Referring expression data
·····

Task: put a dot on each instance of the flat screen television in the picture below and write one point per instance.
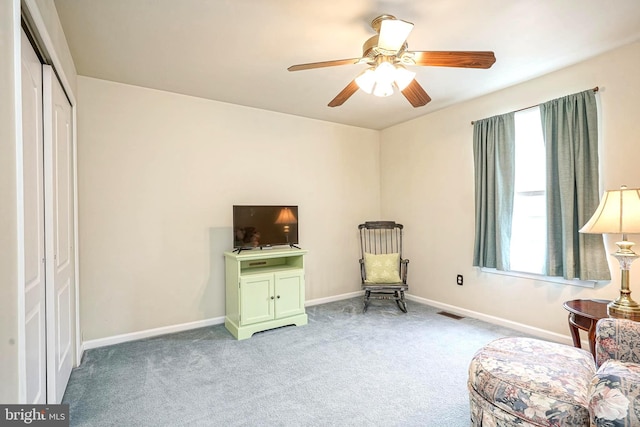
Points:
(260, 226)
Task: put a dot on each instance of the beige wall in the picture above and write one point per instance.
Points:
(429, 187)
(9, 52)
(158, 175)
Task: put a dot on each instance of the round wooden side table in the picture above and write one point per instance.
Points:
(584, 314)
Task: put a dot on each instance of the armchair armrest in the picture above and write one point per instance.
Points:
(617, 339)
(404, 267)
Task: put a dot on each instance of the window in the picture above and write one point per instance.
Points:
(528, 229)
(532, 192)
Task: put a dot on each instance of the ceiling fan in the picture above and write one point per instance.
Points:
(386, 54)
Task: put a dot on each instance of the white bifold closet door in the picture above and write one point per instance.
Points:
(48, 224)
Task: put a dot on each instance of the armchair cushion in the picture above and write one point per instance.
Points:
(534, 381)
(615, 394)
(617, 339)
(382, 268)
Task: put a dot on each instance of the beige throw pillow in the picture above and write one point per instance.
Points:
(382, 268)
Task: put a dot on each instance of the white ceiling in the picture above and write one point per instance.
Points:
(238, 51)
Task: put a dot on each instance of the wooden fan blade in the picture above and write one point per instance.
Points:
(415, 94)
(461, 59)
(345, 94)
(393, 34)
(322, 64)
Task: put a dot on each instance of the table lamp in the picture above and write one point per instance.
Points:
(619, 213)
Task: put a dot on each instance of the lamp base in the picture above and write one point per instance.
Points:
(624, 308)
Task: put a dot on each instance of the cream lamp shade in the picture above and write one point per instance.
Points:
(618, 213)
(286, 217)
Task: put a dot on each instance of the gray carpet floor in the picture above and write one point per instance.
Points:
(345, 368)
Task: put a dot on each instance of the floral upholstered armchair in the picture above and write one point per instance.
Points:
(529, 382)
(614, 397)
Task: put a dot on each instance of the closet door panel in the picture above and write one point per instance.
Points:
(33, 226)
(60, 228)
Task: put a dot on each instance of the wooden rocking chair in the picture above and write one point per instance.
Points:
(382, 268)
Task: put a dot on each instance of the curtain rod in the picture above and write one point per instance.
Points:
(595, 89)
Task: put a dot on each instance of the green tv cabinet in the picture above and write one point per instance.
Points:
(264, 290)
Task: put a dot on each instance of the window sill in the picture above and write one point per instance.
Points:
(558, 280)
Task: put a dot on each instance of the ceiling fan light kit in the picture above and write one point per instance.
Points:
(386, 54)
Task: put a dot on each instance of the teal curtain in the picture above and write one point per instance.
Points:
(494, 164)
(570, 129)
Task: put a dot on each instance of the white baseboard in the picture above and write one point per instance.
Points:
(319, 301)
(530, 330)
(133, 336)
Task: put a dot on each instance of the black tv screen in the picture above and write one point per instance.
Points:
(262, 226)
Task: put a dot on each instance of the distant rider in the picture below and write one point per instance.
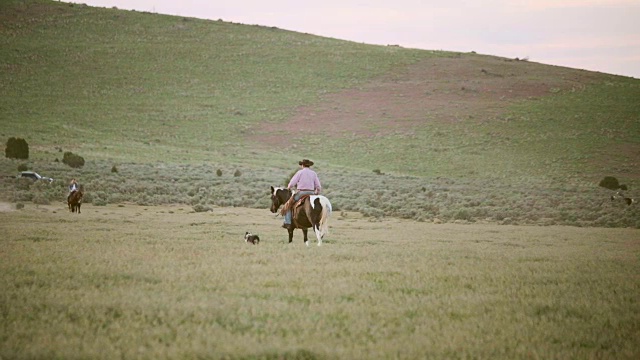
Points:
(306, 182)
(73, 187)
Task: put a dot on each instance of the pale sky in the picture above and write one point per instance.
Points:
(596, 35)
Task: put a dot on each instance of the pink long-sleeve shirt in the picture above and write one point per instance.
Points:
(305, 179)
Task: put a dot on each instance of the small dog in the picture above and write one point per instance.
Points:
(249, 237)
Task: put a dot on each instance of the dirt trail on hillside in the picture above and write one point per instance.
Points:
(467, 87)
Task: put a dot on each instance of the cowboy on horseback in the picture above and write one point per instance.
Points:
(73, 187)
(306, 182)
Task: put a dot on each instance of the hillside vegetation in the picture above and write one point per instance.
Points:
(425, 135)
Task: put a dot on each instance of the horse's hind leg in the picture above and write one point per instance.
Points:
(316, 230)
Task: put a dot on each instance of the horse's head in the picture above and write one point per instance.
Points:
(279, 196)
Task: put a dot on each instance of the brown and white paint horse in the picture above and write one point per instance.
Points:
(75, 201)
(314, 213)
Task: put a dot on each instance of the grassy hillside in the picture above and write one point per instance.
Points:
(170, 100)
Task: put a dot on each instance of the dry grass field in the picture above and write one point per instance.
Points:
(127, 281)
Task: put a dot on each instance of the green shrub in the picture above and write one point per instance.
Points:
(73, 160)
(99, 202)
(202, 208)
(17, 148)
(40, 199)
(609, 182)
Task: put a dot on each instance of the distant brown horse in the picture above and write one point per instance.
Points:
(75, 201)
(313, 213)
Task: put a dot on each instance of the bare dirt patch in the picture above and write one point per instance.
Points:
(465, 88)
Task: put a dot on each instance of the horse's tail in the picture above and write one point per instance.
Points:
(323, 226)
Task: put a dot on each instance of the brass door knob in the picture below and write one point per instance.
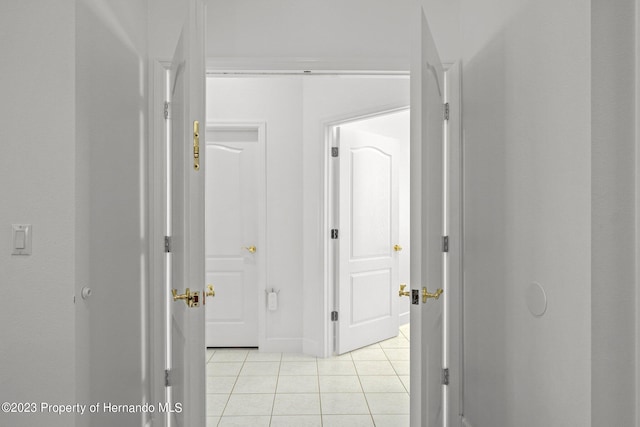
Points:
(192, 299)
(210, 291)
(426, 295)
(186, 296)
(402, 292)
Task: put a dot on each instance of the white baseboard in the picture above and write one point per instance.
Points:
(282, 345)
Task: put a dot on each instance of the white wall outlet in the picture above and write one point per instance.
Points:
(21, 239)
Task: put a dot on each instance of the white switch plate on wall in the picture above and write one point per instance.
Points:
(21, 239)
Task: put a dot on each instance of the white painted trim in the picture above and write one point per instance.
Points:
(455, 283)
(296, 65)
(637, 248)
(329, 213)
(261, 254)
(156, 228)
(281, 345)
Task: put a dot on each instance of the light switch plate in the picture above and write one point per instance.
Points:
(21, 239)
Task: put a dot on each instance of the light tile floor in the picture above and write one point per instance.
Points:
(367, 387)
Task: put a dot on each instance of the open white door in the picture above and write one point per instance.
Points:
(185, 355)
(235, 251)
(369, 224)
(427, 205)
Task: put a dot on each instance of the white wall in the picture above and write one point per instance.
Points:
(296, 109)
(37, 187)
(372, 33)
(549, 178)
(614, 253)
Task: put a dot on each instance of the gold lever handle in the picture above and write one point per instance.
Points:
(402, 292)
(190, 298)
(426, 295)
(186, 296)
(196, 145)
(211, 292)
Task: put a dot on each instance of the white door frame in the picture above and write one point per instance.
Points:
(331, 210)
(157, 202)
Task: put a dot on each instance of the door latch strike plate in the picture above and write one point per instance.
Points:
(415, 296)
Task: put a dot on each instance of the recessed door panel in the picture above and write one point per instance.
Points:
(371, 188)
(377, 304)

·····

For every line of the records that has the word "beige" in it, make a copy.

Task: put a dot on each instance of the beige wall in the picture above and write one point per instance.
Task: put a dot on each instance of the beige throw pillow in the picture above and write one point per instance.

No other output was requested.